Part of a data file
• • • • • • •

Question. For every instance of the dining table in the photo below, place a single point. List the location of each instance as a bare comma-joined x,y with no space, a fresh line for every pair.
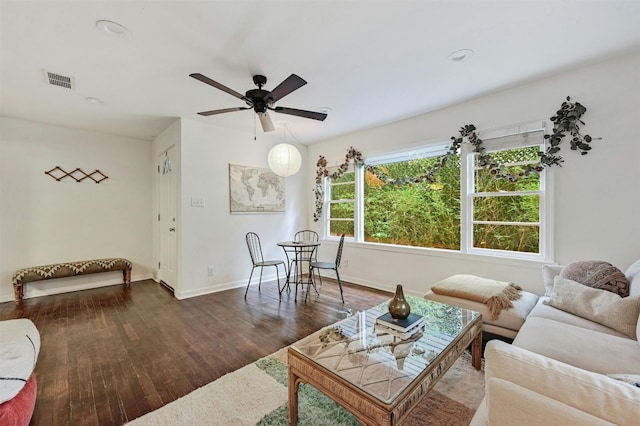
298,252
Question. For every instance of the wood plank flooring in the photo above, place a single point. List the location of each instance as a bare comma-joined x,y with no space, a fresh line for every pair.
112,354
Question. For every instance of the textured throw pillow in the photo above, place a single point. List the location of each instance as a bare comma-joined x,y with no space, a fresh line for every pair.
632,379
597,274
549,272
596,305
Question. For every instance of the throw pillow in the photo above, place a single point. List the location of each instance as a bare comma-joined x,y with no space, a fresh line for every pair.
597,274
632,379
549,272
603,307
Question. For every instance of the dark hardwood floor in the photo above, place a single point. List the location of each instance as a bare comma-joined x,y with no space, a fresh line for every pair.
112,354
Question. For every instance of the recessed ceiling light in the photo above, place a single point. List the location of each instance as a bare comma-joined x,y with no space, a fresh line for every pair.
461,55
113,29
95,101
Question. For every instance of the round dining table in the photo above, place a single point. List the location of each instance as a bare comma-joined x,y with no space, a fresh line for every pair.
302,252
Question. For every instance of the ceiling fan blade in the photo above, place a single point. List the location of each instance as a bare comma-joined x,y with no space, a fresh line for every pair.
301,113
221,111
291,83
265,120
217,85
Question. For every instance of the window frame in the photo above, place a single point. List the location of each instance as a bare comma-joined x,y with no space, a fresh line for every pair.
468,194
327,185
435,149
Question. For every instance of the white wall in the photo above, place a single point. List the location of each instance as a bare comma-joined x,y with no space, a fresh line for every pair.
597,196
212,236
44,221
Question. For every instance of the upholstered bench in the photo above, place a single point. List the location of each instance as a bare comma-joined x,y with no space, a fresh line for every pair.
70,269
506,323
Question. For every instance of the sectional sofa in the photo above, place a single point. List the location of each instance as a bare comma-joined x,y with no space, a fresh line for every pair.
565,366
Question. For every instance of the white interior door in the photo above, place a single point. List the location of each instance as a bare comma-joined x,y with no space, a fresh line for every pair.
167,225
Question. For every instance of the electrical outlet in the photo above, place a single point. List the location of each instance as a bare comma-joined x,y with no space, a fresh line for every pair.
197,201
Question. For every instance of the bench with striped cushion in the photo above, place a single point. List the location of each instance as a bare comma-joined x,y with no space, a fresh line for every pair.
69,269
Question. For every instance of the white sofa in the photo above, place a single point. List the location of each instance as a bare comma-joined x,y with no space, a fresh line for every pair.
560,368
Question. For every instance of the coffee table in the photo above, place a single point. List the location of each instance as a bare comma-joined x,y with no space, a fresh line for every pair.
376,376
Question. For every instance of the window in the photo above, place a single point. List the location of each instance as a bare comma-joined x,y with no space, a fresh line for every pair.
340,205
467,208
505,214
417,214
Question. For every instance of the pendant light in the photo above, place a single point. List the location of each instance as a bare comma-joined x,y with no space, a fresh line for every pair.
284,159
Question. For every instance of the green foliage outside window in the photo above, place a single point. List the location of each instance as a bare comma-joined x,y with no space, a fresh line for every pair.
427,214
423,214
342,188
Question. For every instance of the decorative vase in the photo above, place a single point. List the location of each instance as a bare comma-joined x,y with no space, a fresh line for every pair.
399,307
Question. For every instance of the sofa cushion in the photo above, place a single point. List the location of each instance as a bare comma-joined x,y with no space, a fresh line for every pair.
593,394
632,379
543,310
549,272
19,348
591,350
511,404
509,319
597,305
597,274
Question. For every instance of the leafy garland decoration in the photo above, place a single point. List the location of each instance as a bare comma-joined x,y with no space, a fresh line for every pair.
565,121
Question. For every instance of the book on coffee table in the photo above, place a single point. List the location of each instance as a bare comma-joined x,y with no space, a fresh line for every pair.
404,335
401,325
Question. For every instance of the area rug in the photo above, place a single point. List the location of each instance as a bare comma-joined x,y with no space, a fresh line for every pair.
257,395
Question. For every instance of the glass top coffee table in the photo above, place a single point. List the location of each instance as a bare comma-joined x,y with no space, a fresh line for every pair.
376,376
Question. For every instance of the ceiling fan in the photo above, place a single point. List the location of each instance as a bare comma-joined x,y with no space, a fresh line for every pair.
261,101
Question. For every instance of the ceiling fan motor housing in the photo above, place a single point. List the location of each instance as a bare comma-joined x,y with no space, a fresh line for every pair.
259,99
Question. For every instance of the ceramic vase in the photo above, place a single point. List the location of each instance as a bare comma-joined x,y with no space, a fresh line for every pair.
399,307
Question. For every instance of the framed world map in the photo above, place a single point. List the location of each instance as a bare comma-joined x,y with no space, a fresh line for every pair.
255,190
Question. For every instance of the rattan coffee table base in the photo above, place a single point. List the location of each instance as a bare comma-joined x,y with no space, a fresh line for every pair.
367,409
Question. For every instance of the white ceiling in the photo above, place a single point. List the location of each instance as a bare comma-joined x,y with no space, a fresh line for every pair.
371,62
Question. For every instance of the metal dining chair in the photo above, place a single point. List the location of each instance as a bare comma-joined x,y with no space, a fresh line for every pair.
255,250
315,265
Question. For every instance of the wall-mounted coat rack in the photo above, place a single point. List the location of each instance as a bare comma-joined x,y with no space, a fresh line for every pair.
78,174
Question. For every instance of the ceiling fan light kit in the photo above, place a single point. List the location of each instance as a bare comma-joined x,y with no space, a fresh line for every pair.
262,101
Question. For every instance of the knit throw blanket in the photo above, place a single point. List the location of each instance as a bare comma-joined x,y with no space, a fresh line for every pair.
497,295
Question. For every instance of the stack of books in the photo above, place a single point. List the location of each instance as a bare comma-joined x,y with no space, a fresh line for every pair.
403,329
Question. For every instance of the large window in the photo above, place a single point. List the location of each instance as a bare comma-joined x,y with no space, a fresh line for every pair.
467,208
418,214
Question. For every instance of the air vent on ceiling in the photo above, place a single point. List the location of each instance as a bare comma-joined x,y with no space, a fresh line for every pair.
60,80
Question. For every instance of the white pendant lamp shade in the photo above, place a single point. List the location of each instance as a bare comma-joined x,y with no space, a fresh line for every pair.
284,159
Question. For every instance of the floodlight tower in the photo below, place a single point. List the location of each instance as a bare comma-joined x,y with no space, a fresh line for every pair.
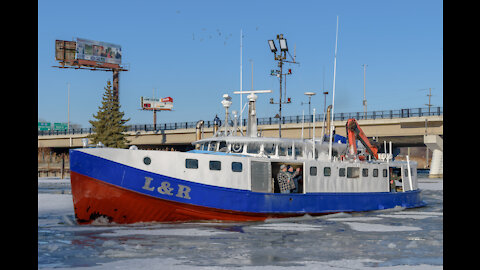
281,57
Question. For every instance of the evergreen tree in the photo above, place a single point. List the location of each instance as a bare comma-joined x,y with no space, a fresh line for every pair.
109,126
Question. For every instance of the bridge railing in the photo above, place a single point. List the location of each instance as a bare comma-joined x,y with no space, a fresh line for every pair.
387,114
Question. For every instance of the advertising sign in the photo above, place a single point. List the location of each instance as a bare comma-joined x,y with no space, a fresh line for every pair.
163,104
44,126
65,50
99,51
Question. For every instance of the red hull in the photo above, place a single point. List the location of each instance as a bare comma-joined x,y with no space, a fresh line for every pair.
93,199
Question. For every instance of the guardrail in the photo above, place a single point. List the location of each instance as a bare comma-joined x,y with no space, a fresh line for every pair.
388,114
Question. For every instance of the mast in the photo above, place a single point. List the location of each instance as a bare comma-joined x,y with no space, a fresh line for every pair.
241,89
252,114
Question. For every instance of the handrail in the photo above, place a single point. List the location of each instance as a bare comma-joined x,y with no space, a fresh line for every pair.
387,114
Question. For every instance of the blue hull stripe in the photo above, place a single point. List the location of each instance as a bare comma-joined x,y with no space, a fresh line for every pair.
173,189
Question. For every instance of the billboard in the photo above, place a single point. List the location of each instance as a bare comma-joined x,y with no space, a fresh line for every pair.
157,104
65,50
98,51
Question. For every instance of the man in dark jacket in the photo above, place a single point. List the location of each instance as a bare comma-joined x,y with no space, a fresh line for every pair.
284,179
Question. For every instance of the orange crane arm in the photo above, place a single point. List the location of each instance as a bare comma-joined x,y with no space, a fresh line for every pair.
355,132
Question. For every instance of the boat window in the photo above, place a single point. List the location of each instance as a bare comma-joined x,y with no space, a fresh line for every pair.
253,148
237,148
327,171
353,172
215,165
191,163
147,160
204,146
269,149
298,151
213,146
222,147
237,166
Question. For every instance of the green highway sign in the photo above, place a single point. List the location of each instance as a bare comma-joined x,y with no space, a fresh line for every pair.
44,126
60,126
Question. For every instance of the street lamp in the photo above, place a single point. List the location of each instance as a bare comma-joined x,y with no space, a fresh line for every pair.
281,57
272,46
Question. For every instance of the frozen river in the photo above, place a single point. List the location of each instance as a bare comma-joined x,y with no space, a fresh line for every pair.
387,239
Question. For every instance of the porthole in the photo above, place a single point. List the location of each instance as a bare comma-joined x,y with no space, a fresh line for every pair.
147,160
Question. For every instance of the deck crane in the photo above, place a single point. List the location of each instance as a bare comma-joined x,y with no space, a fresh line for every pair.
354,132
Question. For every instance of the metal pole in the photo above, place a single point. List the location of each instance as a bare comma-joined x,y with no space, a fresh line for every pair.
116,87
68,108
280,103
241,101
364,96
333,98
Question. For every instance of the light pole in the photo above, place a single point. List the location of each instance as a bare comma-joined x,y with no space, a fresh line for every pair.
281,57
364,97
309,94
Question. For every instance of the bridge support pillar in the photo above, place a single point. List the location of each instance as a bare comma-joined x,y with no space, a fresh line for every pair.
435,143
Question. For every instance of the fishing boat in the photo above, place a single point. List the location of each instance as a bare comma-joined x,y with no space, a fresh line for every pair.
232,176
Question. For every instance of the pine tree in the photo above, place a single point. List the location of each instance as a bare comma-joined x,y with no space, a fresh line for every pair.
110,124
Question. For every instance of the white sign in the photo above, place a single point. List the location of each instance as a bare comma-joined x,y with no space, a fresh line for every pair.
158,104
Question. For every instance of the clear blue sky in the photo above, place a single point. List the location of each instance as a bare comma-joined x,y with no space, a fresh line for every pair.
190,51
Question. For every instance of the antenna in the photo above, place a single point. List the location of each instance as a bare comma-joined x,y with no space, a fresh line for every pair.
333,99
429,98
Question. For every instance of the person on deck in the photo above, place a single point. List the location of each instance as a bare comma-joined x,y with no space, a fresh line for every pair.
297,179
284,179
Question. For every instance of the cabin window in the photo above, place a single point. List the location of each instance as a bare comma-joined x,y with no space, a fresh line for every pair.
253,148
215,165
204,146
237,167
191,163
222,147
213,146
237,148
327,171
298,151
353,172
269,149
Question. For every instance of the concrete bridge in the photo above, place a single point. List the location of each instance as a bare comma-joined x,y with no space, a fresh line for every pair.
401,131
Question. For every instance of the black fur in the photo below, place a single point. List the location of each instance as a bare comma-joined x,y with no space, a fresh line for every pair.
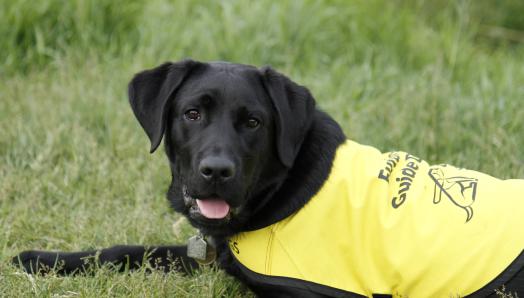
250,137
278,166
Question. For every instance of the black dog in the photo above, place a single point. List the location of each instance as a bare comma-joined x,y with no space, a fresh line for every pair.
247,150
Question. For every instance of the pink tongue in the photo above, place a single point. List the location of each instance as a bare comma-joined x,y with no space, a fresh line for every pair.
213,208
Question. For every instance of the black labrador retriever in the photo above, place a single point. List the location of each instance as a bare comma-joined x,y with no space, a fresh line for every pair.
286,204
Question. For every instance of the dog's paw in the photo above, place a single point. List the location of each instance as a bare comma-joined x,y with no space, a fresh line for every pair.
36,262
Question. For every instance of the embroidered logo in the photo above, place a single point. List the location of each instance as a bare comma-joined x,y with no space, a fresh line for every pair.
460,190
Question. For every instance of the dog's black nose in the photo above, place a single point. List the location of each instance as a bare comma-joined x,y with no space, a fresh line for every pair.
216,169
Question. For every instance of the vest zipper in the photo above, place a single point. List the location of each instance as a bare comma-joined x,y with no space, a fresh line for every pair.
269,251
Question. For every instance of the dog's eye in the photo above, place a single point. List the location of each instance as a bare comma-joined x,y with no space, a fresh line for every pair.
252,123
192,115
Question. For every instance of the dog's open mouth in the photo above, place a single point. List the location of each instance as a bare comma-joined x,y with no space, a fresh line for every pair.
213,208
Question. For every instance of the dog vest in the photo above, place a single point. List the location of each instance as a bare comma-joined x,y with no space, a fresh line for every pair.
392,224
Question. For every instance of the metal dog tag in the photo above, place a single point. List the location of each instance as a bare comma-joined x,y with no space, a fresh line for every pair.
197,247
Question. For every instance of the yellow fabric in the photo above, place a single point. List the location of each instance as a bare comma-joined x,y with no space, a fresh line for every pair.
391,224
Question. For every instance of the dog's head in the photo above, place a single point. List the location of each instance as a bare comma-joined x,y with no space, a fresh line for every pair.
231,132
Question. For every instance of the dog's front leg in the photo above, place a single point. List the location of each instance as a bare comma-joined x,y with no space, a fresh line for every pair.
121,257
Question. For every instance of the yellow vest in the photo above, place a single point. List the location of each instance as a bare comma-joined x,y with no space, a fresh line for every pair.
392,224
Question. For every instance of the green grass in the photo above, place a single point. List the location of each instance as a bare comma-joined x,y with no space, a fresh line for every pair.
435,78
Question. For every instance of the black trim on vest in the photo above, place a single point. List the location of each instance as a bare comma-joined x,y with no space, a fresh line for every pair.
501,279
256,279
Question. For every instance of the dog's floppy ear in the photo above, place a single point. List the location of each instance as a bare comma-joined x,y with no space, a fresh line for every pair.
294,106
150,92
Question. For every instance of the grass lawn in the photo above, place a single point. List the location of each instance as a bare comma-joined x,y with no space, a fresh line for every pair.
441,79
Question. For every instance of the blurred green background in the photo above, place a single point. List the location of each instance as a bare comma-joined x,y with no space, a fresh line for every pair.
441,79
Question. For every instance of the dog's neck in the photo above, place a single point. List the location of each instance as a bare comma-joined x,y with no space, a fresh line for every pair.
311,168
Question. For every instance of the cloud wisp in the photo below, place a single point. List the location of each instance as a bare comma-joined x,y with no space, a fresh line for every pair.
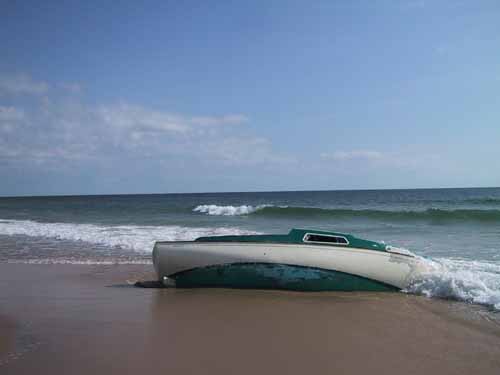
56,128
361,155
22,84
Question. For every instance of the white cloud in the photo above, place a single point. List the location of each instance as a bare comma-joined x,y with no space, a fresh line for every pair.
10,114
353,155
136,119
61,127
22,84
73,88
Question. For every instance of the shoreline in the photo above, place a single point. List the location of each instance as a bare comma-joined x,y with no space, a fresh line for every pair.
90,319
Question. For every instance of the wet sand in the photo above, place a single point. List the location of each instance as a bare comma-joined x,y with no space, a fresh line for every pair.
88,319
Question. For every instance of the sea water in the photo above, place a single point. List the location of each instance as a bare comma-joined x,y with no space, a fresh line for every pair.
455,231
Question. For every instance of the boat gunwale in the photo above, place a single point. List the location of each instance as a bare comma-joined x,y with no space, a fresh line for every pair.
287,244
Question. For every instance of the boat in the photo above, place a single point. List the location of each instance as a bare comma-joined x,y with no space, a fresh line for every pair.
302,260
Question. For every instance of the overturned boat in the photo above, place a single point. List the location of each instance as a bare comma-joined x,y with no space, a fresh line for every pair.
305,260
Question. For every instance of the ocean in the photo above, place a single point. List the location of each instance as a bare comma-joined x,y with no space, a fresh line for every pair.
455,231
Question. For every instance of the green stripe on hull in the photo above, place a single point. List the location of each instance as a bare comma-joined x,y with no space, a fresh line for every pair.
276,276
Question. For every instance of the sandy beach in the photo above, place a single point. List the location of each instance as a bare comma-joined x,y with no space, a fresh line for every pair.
58,319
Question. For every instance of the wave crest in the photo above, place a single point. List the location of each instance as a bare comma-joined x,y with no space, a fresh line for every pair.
213,209
132,237
470,281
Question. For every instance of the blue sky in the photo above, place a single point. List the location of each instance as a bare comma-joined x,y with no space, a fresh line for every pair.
140,97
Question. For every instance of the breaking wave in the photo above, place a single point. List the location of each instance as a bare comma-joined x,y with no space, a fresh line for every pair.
463,280
213,209
131,237
432,214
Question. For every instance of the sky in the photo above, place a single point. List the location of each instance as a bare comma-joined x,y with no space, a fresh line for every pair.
105,97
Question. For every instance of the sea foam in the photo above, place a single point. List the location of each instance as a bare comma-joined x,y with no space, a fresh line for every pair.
213,209
464,280
132,237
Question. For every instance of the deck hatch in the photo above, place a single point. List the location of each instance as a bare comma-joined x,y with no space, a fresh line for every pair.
325,239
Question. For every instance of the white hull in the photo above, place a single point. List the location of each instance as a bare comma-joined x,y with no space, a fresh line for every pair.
393,269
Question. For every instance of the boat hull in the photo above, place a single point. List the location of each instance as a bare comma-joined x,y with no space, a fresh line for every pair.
281,266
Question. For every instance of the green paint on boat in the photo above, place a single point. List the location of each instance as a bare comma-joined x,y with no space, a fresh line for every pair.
276,276
296,236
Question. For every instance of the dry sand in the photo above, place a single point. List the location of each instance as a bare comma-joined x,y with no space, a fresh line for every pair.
88,319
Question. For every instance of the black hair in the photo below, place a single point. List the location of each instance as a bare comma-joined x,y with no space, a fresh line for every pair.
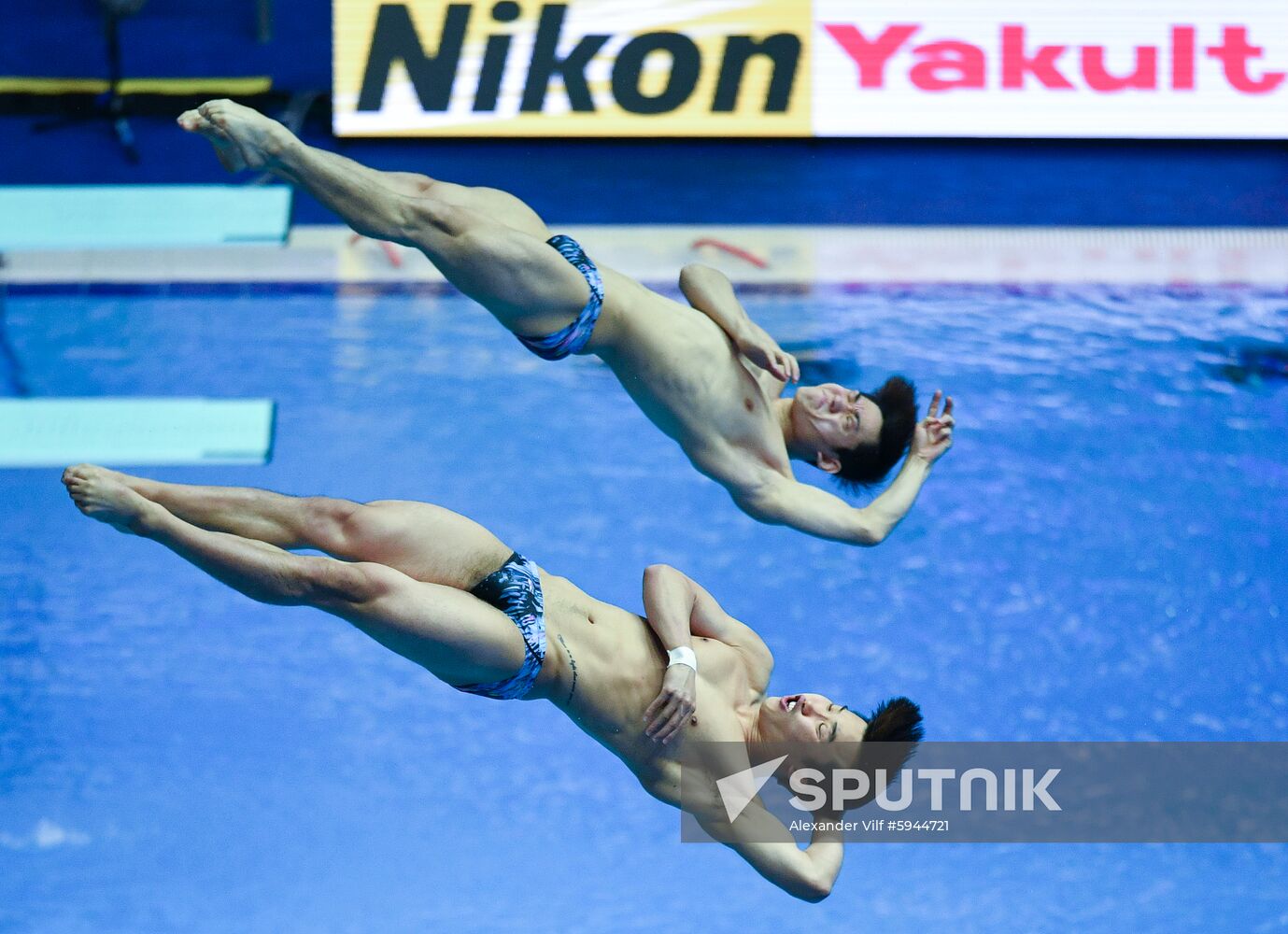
891,737
869,464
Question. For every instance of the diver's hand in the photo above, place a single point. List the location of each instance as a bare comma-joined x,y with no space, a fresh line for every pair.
934,434
669,714
757,346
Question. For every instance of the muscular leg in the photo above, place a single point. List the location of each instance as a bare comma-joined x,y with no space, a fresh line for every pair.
420,540
456,637
488,244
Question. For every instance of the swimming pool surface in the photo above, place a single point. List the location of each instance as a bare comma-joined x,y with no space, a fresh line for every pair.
1101,557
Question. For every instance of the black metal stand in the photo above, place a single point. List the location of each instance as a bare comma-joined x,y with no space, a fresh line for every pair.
111,106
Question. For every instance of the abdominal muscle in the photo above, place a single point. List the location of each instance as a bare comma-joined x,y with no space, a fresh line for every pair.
683,373
611,669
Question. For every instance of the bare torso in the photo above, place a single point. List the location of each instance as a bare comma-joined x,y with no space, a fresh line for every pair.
684,373
603,669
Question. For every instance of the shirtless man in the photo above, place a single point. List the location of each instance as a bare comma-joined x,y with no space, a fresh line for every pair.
711,380
445,593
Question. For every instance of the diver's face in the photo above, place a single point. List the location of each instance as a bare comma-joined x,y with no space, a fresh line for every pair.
812,719
831,418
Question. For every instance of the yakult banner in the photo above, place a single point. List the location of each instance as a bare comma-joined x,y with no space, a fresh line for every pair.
1182,68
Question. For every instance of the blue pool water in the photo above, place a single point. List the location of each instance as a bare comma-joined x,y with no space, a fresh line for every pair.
1101,557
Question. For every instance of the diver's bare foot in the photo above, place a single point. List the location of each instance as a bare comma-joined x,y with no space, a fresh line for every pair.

• • • • • • •

Return exactly the lines from the one containing "Question. For every instance of the abdominal" through the last line of the records above, both included, and nothing else.

Written answer:
Question. For every instance of the abdominal muscle in the photo above, place a single point. List the location of each instance as a bare comma-joined x,y with no space, a fresh line for every pair.
683,373
611,669
Question. For every instance of the bare torso in the photo above, place a single point. List the location of each instance as a bare comma-joined x,y with no space, a fresh line for every pair.
684,373
603,669
Question. For every instance of the shirtless man in the photo above, place a single point. List the location of each instance as a bare comma-joined x,y with no space, a fresh line for every pair.
711,380
445,593
Question. For every instance of the diver's face in the photo above, place a single point. List the location of each instance as a bare comma-joined x,y with no space, a fresh line for every pair.
812,719
831,418
Question. For every instance of the yakult banner in the photo above, place a single point. List the location of each instance as a bare comma-joined x,y with no space, a fresh line for every pair.
1182,68
Question. For every instance of the blue pool water in the photo above, place a single point. List the location of each instance as a bare comma-joined x,y with no space, a fresh line for every pair.
1101,557
Question. For every instance of the diver's bare foot in the photo above, place a single point. List the location of each instance as a bare comma-joined x,y with no space, a fresh line for every pair.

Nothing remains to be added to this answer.